- _Required work_
1. In the blog introduction, why does the author say the fear of watery disasters runs so deep in Dutch culture?
2. Retype the passage of the blog introduction between "The fear of" and "were the costs?", inclusive.

- _Document excerpt_
>> START
Finger in the Dike!

Fingerinthedike image.jpg

Welcome to Finger in the Dike! My blogroll where I will post regular updates on my work, including my current project Maritime Imagination: A Cultural Oceanography of Dutch Imperialism and its Aftermaths. Updates will consist of short essays, video footage and photographs, and perhaps I might even dip my toe in some poetry.

About me:

I grew up under the shorelines of the North Sea with stories about the ever-impending threat of the waters and the heroic tales of Dutch maritime ingenuity and overseas adventures. I grew up in a manmade landscape of manmade dikes, manmade dunes and manmade deltas. Living underneath the shoreline with the constant visual reminder from the perspective of the dike that the sea looms higher above the reclaimed land that I’m standing on.

The fear of watery catastrophes has always been a powerful element of Dutch culture. Without dikes, dams and dunes the country would vanish into the sea. Folktales warn about the water, about houses sinking and bodies disappearing into the wetlands.

At the same time, Dutch maritime ingenuity, so the story goes, can conquer this natural element by creating technologies that separate the land from the sea. The prowess of Dutch shipping and maritime technology is the envy of many.

This aspect of Dutch maritime imagination is very familiar to me and it comes up in conversations with people all over the globe when I mention I am working on The Netherlands, colonialism and the ocean.

What about the underside of this Dutch maritime imagination? What lies beneath the stories of heroism and technological prowess? What were the costs?
>> END
- _Data entries_
>> START
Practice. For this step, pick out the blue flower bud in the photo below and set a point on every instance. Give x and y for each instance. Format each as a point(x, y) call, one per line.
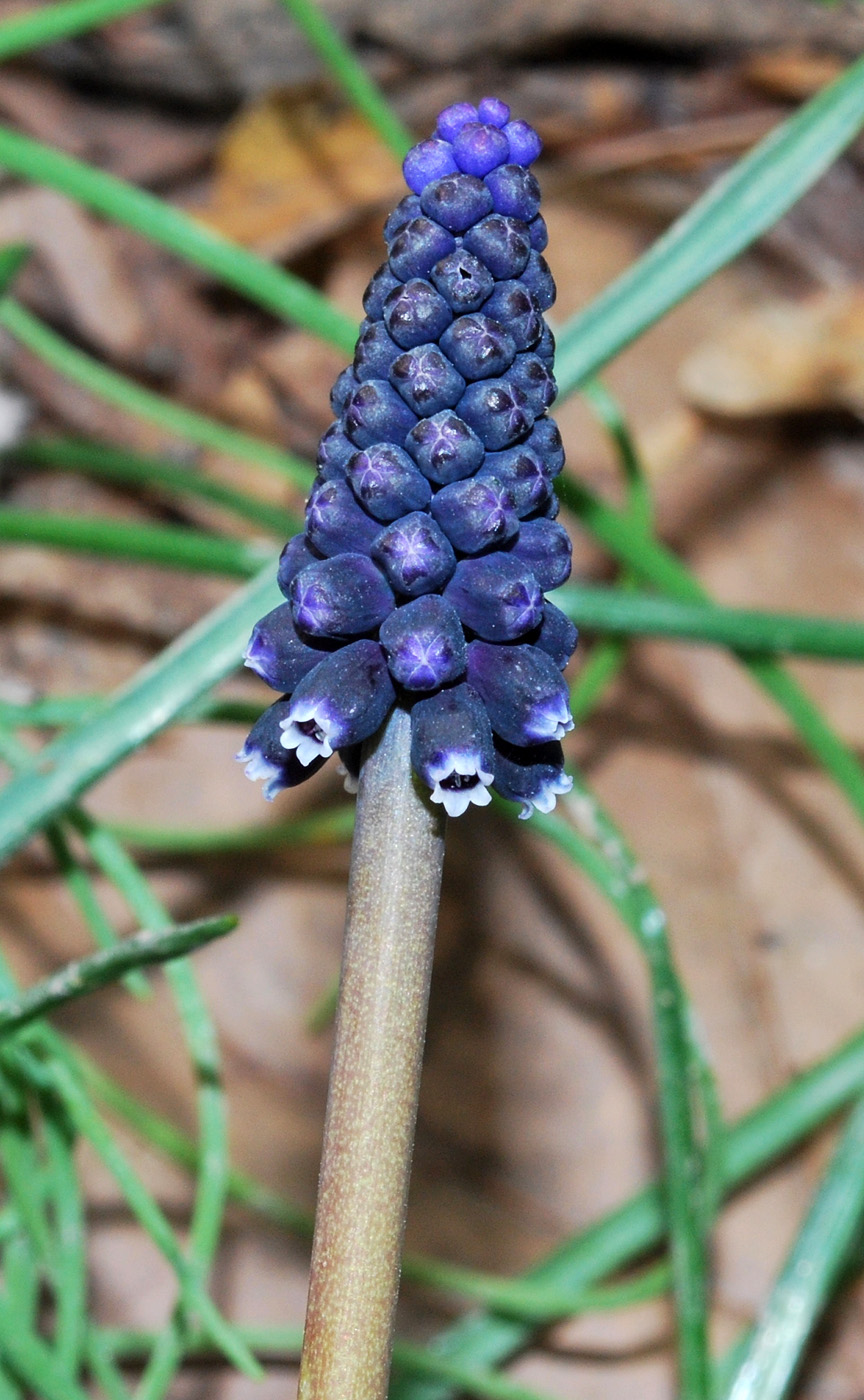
point(497, 410)
point(475, 514)
point(462, 280)
point(427, 161)
point(265, 758)
point(294, 556)
point(514, 192)
point(534, 380)
point(493, 111)
point(333, 452)
point(415, 555)
point(535, 776)
point(481, 149)
point(378, 290)
point(419, 247)
point(454, 118)
point(340, 597)
point(424, 644)
point(343, 700)
point(546, 550)
point(500, 242)
point(479, 346)
point(496, 597)
point(335, 522)
point(444, 448)
point(276, 653)
point(539, 280)
point(375, 413)
point(523, 689)
point(416, 314)
point(524, 143)
point(556, 636)
point(374, 352)
point(426, 380)
point(521, 471)
point(387, 483)
point(457, 202)
point(451, 748)
point(516, 308)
>> END
- _Responses for each task_
1. Without dikes, dams and dunes, the country would disappear into the sea. Folktales add to the fear with warnings about houses sinking and bodies vanishing into the wetlands.

2.
The fear of watery catastrophes has always been a powerful element of Dutch culture. Without dikes, dams and dunes the country would vanish into the sea. Folktales warn about the water, about houses sinking and bodies disappearing into the wetlands.

At the same time, Dutch maritime ingenuity, so the story goes, can conquer this natural element by creating technologies that separate the land from the sea. The prowess of Dutch shipping and maritime technology is the envy of many.

This aspect of Dutch maritime imagination is very familiar to me and it comes up in conversations with people all over the globe when I mention I am working on The Netherlands, colonialism and the ocean.

What about the underside of this Dutch maritime imagination? What lies beneath the stories of heroism and technological prowess? What were the costs?